_REQUISITOS_
Edite o trecho sobre a ressurreição, reproduzindo tudo desde "fundamentação ou comprovação" até "históricas." e trocando "estranho" por "alheio".

_TRECHO DO TEXTO_

A ressurreição de Jesus não pode ser uma prova milagrosa com a qual se possa obrigar o cético a crer em Cristo. [...] Pois a ressurreição é uma questão de fé porque é muito mais que ressuscitar um cadáver: é um acontecimento escatológico. O puro milagre nada diz acerca do fato escatológico da destruição da morte.37

Assim, compreender a ressurreição essencialmente a partir de um fato

histórico é algo inconcebível. E isso não é dito para diminuir o valor de sentido da

ressurreição, e sim para afirmar a verdadeira e fundamental importância desse

tema para a própria fé. A ressurreição, sempre vinculada à cruz, está no

fundamento do querigma, por isso se faz totalmente desnecessária qualquer

fundamentação ou comprovação histórica desse evento. Mais ainda, soaria até

estranho à própria fé, um risco, querer fundamentar tal tema a partir de provas

históricas.

_SEÇÃO DE DADOS_
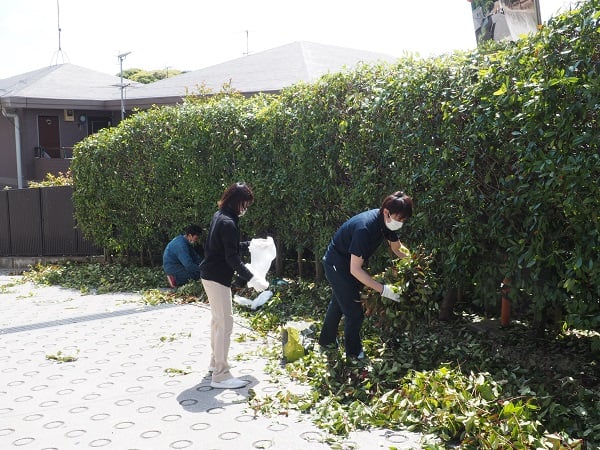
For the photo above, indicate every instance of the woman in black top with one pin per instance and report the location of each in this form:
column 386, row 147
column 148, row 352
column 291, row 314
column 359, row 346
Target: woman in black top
column 221, row 260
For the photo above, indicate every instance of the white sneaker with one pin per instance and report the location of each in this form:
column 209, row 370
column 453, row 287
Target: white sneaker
column 230, row 383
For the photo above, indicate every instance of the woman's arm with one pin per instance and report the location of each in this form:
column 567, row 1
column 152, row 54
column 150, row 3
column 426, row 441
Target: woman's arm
column 356, row 269
column 397, row 249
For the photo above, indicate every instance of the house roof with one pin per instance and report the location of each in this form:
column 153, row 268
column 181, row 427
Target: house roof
column 267, row 71
column 69, row 86
column 60, row 86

_RESULTADO DO EXERCÍCIO_
fundamentação ou comprovação histórica desse evento. Mais ainda, soaria até

alheio à própria fé, um risco, querer fundamentar tal tema a partir de provas

históricas.